◆ About this task: A complete, exact copy of the data is the required answer.

..........

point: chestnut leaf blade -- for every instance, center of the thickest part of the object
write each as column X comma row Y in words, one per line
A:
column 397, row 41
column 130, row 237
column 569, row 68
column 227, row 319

..........

◆ Exercise output:
point: chestnut leaf blade -- for every instance, center of the thickest part of the object
write each as column X comma row Y in words, one per line
A:
column 397, row 41
column 130, row 237
column 569, row 68
column 227, row 319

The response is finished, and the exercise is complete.